* What you have to do: Give every entry again, exactly.

[Stored data entries]
########

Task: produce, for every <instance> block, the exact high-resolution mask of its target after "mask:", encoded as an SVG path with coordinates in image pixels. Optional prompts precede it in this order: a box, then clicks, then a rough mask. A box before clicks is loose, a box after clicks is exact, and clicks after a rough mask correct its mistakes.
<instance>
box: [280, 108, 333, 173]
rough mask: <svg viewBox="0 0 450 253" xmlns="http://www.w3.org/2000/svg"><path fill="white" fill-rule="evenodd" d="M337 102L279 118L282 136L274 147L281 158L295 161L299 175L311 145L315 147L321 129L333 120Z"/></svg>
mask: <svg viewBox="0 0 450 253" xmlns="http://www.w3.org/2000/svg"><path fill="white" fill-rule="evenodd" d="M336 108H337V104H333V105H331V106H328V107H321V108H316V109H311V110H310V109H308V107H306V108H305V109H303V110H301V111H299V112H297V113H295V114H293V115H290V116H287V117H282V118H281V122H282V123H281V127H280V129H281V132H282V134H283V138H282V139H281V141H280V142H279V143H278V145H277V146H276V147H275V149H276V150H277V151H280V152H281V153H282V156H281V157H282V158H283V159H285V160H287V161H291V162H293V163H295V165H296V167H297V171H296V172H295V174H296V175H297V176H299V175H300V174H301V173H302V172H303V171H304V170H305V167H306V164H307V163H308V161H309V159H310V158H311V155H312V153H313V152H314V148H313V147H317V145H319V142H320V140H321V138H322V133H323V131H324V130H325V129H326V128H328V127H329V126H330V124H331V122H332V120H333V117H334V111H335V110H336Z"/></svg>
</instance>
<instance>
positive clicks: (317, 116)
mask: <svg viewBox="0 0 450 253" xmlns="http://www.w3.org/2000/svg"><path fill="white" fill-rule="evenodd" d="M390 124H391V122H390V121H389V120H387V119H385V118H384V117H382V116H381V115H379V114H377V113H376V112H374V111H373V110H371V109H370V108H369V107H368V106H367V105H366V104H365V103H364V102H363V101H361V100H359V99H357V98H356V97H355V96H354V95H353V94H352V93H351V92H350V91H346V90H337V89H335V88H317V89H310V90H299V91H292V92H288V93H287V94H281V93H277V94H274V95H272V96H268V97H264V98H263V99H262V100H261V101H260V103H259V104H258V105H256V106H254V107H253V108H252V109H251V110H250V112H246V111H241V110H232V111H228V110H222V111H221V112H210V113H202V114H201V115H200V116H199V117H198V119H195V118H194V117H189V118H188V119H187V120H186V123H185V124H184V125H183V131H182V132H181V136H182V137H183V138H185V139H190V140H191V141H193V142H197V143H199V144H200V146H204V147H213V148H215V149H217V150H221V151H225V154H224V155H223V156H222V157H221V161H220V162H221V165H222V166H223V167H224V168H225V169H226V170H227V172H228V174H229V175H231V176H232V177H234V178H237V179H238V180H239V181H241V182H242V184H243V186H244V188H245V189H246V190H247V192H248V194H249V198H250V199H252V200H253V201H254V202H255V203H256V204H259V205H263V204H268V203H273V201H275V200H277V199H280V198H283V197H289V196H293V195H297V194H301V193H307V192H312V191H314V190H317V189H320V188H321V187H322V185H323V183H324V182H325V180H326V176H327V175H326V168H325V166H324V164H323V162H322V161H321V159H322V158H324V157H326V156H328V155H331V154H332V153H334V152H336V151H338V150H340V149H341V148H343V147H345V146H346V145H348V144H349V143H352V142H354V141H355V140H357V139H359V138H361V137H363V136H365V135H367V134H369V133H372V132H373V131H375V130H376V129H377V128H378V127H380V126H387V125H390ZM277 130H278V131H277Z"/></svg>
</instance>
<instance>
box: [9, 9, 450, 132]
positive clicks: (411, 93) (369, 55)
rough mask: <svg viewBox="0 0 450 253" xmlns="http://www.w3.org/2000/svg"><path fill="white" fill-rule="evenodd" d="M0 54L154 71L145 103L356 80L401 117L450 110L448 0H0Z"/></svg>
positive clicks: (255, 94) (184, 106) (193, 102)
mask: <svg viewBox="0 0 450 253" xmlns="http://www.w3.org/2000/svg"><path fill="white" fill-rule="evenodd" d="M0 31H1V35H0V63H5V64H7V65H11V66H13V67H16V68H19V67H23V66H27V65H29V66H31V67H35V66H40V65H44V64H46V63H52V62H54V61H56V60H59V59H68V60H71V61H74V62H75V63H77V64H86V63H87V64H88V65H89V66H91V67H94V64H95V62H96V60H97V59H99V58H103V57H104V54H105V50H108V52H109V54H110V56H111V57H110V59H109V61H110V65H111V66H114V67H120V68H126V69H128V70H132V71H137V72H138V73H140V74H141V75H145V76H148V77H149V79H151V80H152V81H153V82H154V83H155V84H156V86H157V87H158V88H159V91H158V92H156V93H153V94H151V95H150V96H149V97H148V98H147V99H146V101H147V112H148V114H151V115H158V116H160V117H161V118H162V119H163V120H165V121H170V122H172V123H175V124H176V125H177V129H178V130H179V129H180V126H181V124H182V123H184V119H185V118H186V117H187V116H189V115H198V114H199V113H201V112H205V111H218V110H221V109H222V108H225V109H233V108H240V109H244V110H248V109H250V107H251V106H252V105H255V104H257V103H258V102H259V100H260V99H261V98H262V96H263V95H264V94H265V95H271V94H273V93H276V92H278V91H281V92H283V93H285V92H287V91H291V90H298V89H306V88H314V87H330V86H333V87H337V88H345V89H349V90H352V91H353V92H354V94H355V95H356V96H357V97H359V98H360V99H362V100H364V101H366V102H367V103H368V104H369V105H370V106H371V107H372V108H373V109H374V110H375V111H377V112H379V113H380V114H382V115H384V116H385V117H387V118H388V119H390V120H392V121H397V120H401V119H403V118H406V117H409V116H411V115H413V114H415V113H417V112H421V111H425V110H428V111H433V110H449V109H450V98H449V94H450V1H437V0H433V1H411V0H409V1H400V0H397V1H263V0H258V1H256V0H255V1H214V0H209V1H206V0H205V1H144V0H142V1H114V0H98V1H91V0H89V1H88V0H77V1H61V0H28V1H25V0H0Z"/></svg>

########

* Exercise response:
Task: produce, for every <instance> block, the exact high-resolution mask of its target after "mask:", encoded as an SVG path with coordinates in image pixels. Optional prompts precede it in this order: a box, then clicks, then a rough mask. A box before clicks is loose, a box after clicks is exact, and clicks after a rough mask correct its mistakes.
<instance>
box: [280, 108, 333, 173]
rough mask: <svg viewBox="0 0 450 253" xmlns="http://www.w3.org/2000/svg"><path fill="white" fill-rule="evenodd" d="M337 102L279 118L282 136L274 147L281 158L295 161L299 175L311 145L315 147L321 129L333 120Z"/></svg>
mask: <svg viewBox="0 0 450 253" xmlns="http://www.w3.org/2000/svg"><path fill="white" fill-rule="evenodd" d="M336 108H337V104H333V105H331V106H328V107H321V108H316V109H311V110H310V109H308V107H306V108H305V109H303V110H301V111H299V112H297V113H295V114H293V115H290V116H287V117H282V118H281V122H282V123H281V127H280V129H281V132H282V134H283V138H282V139H281V141H280V142H279V143H278V145H277V146H276V147H275V149H276V150H277V151H280V152H281V153H282V156H281V157H282V158H283V159H285V160H287V161H291V162H293V163H295V165H296V167H297V171H296V172H295V174H296V175H297V176H299V175H300V174H301V173H302V172H303V171H304V170H305V167H306V164H307V163H308V161H309V159H310V158H311V155H312V153H313V152H314V148H313V147H317V145H319V142H320V140H321V138H322V133H323V131H324V130H325V129H326V128H328V127H329V126H330V124H331V122H332V120H333V117H334V111H335V110H336Z"/></svg>
</instance>
<instance>
positive clicks: (317, 116)
mask: <svg viewBox="0 0 450 253" xmlns="http://www.w3.org/2000/svg"><path fill="white" fill-rule="evenodd" d="M390 124H391V122H390V121H389V120H387V119H385V118H384V117H382V116H381V115H379V114H377V113H376V112H374V111H373V110H371V109H370V108H369V107H368V106H367V105H366V104H365V103H364V102H363V101H361V100H359V99H357V98H356V97H355V96H354V95H353V94H352V93H351V92H350V91H346V90H337V89H335V88H317V89H310V90H299V91H292V92H288V93H287V94H281V93H277V94H274V95H272V96H268V97H264V98H263V99H262V100H261V101H260V103H259V104H258V105H256V106H254V107H253V108H252V109H251V110H250V112H246V111H241V110H232V111H228V110H222V111H221V112H210V113H202V114H201V115H200V116H199V117H198V119H195V118H194V117H189V118H188V119H187V120H186V123H185V124H184V125H183V131H182V132H181V136H182V137H183V138H185V139H190V140H191V141H193V142H197V143H199V144H200V146H204V147H213V148H215V149H217V150H221V151H225V154H224V155H223V156H222V157H221V161H220V162H221V165H222V166H223V167H224V168H225V169H226V170H227V172H228V174H229V175H231V176H232V177H234V178H237V179H238V180H239V181H241V182H242V184H243V186H244V188H245V189H246V190H247V192H248V194H249V198H250V199H252V200H253V201H254V202H255V203H256V204H259V205H263V204H268V203H273V201H275V200H277V199H280V198H283V197H289V196H293V195H297V194H301V193H307V192H312V191H314V190H317V189H320V188H321V187H322V185H323V183H324V182H325V180H326V176H327V175H326V168H325V166H324V164H323V162H322V161H321V159H322V158H324V157H326V156H328V155H331V154H332V153H334V152H336V151H338V150H340V149H341V148H343V147H345V146H346V145H348V144H349V143H352V142H354V141H355V140H357V139H359V138H361V137H363V136H365V135H367V134H369V133H372V132H373V131H375V130H376V129H377V128H378V127H380V126H387V125H390ZM277 130H278V131H277Z"/></svg>
</instance>
<instance>
box: [9, 9, 450, 132]
positive clicks: (411, 93) (369, 55)
rough mask: <svg viewBox="0 0 450 253" xmlns="http://www.w3.org/2000/svg"><path fill="white" fill-rule="evenodd" d="M0 54L154 71L145 103L356 80L401 117L450 110L448 0H0Z"/></svg>
positive clicks: (255, 94) (184, 106) (193, 102)
mask: <svg viewBox="0 0 450 253" xmlns="http://www.w3.org/2000/svg"><path fill="white" fill-rule="evenodd" d="M0 31H1V35H0V63H5V64H7V65H11V66H13V67H16V68H19V67H23V66H27V65H29V66H31V67H35V66H40V65H44V64H46V63H52V62H54V61H56V60H59V59H68V60H71V61H74V62H75V63H77V64H86V63H87V64H88V65H89V66H91V67H94V64H95V62H96V60H97V59H99V58H103V57H104V54H105V50H108V52H109V54H110V56H111V57H110V59H109V61H110V65H111V66H114V67H120V68H126V69H128V70H132V71H137V72H138V73H140V74H141V75H145V76H148V77H149V79H151V80H152V81H153V82H154V83H155V84H156V86H157V87H158V88H159V91H158V92H156V93H153V94H151V95H150V96H149V97H148V98H147V99H146V101H147V112H148V114H151V115H158V116H160V117H161V118H162V119H163V120H165V121H170V122H172V123H175V124H176V125H177V129H178V130H179V129H180V126H181V124H182V123H184V119H185V118H186V117H187V116H189V115H198V114H199V113H201V112H205V111H218V110H221V109H222V108H225V109H233V108H240V109H244V110H248V109H250V107H251V106H252V105H255V104H257V103H258V102H259V100H260V99H261V98H262V96H263V95H264V94H265V95H271V94H273V93H276V92H278V91H281V92H283V93H285V92H287V91H291V90H298V89H306V88H314V87H330V86H333V87H337V88H345V89H349V90H352V91H353V92H354V94H355V95H356V96H357V97H359V98H360V99H362V100H364V101H366V102H367V103H368V104H369V105H370V106H371V107H372V108H373V109H374V110H375V111H377V112H379V113H380V114H382V115H384V116H385V117H387V118H388V119H390V120H392V121H397V120H401V119H403V118H406V117H409V116H411V115H413V114H415V113H417V112H421V111H425V110H428V111H433V110H449V109H450V98H449V94H450V1H437V0H433V1H411V0H409V1H400V0H397V1H263V0H258V1H256V0H255V1H214V0H209V1H206V0H205V1H144V0H142V1H114V0H98V1H91V0H89V1H88V0H77V1H61V0H28V1H25V0H0Z"/></svg>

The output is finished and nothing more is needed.